## TASKS FOR THIS EXERCISE
**a.** Decide whether each statement agrees with the forum thread, and answer yes or no for each, quoting the words of the thread that decide it: (i) the M.2 Evo is described as SATA rather than PCIe; (ii) PC partpicker is named as the place where parts are bought; (iii) the last post says an I7 is worth considering for video editing.
**b.** List every online store that the forum thread names as a place to buy parts.
**c.** According to the forum thread, what new activity does Newfiestang50 want to take up?

## DOCUMENT
********

The M.2 Evo you mentioned earlier is sata ..not pcie like the 950pro. also, its not just about gaming, its the drastically different level of speed and performance you see in normal tasks. At the end of the day threads like these are purely for advice and opinion, whatever the end user chooses is up to them.


----------



## AMD_man

Laquer Head said:


> The M.2 Evo you mentioned earlier is sata ..not pcie like the 950pro.



I´m looking at the 950 Pro pictures and that doesn´t look like PCIe at all. What do you mean?


----------



## Newfiestang50

Laquer Head said:


> I use PC partpicker as a guide or baseline for a build.. but I buy my parts online from newegg.ca, memoryexpress.com, or ncix.com whoever is cheapest and whatever the best rebates are, or better yet point of purchase discounts!! Shipped to my door, I live in the country so the courier can do the work..



Ok sounds good.



Laquer Head said:


> The M.2 Evo you mentioned earlier is sata ..not pcie like the 950pro. also, its not just about gaming, its the drastically different level of speed and performance you see in normal tasks. At the end of the day threads like these are purely for advice and opinion, whatever the end user chooses is up to them.



Well I do want this PC to be fast, thats one of the reasons for the build and why my current PC is getting the boot. Like I said earlier I am not a huge gaming fanatic but sometimes I play for a few weeks then drop it for a month or longer but I spend a lot of time on my PC doing other work both for my business and leisure browsing. I also want to get into some video editing with all the home movies we've accumulated over the years so it will need some 'grunt' for that as well.


----------



## AMD_man

Newfiestang50 said:


> Well I do want this PC to be fast, thats one of the reasons for the build and why my current PC is getting the boot. Like I said earlier I am not a huge gaming fanatic but sometimes I play for a few weeks then drop it for a month or longer but I spend a lot of time on my PC doing other work both for my business and leisure browsing. I also want to get into some video editing with all the home movies we've accumulated over the years so it will need some 'grunt' for that as well.



You didn't mention video editing. In that case an I7 is something to consider.

********

## RAW DATA
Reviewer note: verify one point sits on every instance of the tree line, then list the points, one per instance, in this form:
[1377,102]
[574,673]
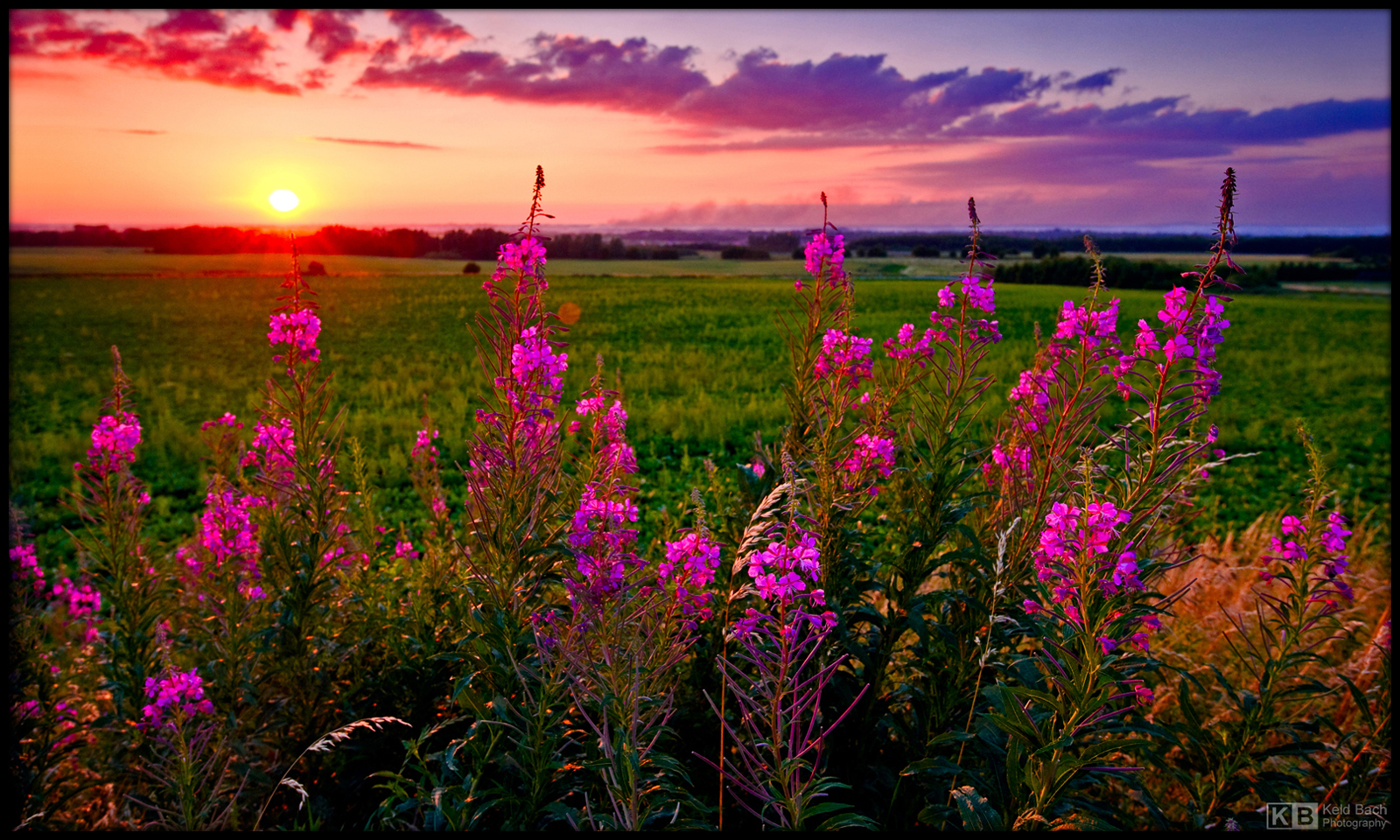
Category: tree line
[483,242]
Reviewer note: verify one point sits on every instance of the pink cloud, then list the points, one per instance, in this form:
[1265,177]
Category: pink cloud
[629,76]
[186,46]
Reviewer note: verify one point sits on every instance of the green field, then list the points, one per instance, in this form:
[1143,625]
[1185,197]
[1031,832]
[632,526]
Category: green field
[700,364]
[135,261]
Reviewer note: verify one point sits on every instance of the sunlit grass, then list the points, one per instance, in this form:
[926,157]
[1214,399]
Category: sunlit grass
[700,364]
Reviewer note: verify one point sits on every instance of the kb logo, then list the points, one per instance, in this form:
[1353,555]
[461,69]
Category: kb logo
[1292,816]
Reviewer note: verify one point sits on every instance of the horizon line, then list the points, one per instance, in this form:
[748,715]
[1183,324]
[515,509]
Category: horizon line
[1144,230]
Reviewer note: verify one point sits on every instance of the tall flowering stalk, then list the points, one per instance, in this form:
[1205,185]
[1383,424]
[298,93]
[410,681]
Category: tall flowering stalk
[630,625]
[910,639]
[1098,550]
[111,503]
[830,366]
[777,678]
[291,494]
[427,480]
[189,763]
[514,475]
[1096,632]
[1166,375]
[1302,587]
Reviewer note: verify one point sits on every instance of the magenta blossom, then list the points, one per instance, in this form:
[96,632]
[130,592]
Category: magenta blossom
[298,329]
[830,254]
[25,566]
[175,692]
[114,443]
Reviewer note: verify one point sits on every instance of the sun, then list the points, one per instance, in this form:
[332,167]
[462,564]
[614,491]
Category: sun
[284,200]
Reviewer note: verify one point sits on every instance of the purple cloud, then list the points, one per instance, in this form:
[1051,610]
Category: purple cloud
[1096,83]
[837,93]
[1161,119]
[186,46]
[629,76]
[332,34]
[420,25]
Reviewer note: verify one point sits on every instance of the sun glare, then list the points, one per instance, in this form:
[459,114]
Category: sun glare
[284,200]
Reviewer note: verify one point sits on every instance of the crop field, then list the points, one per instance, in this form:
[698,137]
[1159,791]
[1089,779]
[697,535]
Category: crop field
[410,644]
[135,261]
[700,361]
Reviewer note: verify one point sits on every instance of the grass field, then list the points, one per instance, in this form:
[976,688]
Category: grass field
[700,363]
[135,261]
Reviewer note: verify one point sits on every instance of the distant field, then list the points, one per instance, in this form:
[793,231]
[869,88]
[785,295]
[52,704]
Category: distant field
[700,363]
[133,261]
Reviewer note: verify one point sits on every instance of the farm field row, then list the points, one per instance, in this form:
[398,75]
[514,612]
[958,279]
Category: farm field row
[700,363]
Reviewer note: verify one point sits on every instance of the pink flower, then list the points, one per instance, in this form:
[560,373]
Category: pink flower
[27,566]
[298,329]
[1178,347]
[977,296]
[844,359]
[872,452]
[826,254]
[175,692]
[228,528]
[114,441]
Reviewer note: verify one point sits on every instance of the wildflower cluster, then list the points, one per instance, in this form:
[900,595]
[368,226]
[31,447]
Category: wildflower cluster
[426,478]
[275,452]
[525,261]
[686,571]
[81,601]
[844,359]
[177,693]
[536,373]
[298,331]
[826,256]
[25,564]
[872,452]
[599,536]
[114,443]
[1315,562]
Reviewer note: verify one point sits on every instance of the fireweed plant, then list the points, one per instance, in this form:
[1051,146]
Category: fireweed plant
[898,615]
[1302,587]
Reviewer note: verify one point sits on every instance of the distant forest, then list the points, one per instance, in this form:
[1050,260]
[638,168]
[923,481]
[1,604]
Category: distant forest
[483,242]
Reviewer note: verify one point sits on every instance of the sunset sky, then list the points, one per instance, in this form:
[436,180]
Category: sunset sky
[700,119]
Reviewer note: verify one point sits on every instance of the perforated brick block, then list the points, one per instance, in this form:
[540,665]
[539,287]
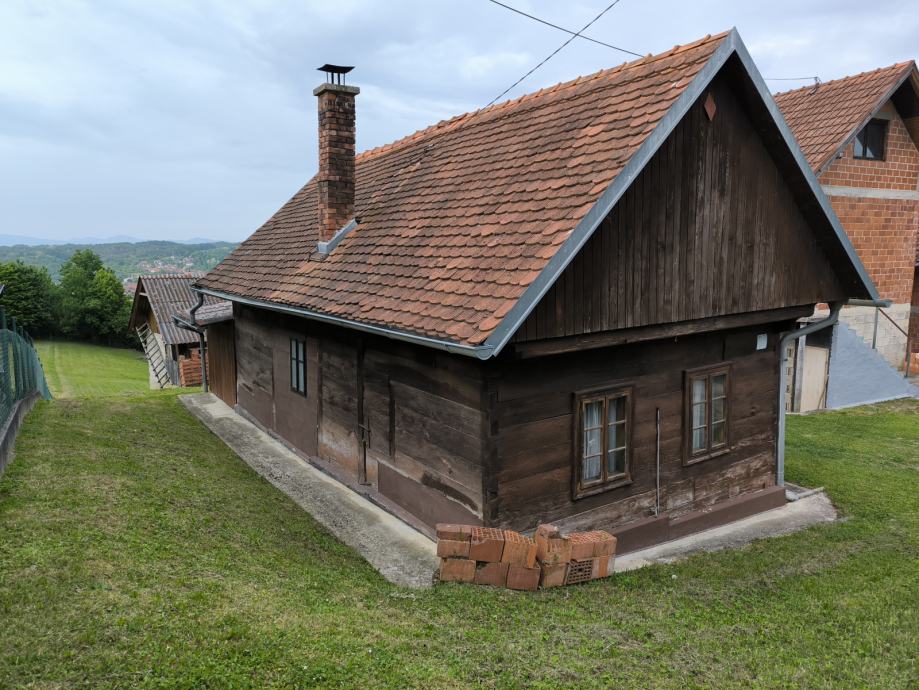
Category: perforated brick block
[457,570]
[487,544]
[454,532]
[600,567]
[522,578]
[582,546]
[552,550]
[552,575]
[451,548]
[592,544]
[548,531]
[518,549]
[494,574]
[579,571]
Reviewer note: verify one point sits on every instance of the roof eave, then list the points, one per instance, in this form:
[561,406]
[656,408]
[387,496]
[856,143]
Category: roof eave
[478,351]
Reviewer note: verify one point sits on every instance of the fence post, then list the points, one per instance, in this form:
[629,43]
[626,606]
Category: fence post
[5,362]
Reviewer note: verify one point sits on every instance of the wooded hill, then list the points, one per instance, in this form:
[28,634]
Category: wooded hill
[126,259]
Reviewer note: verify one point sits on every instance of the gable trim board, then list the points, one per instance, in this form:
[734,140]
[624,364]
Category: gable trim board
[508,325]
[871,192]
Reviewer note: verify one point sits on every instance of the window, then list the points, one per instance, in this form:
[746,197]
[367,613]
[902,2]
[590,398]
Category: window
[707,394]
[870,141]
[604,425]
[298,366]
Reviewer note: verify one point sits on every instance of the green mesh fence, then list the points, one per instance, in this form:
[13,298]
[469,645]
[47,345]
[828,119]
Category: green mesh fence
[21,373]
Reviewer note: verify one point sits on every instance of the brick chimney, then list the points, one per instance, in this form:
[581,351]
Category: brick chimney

********

## SOLUTIONS PER TASK
**a.**
(i) Yes: "The M.2 Evo you mentioned earlier is sata ..not pcie like the 950pro."
(ii) No: "I use PC partpicker as a guide or baseline for a build.. but I buy my parts online from newegg.ca, memoryexpress.com, or ncix.com"
(iii) Yes: "You didn't mention video editing. In that case an I7 is something to consider."

**b.** newegg.ca, memoryexpress.com, ncix.com

**c.** Video editing of the home movies accumulated over the years.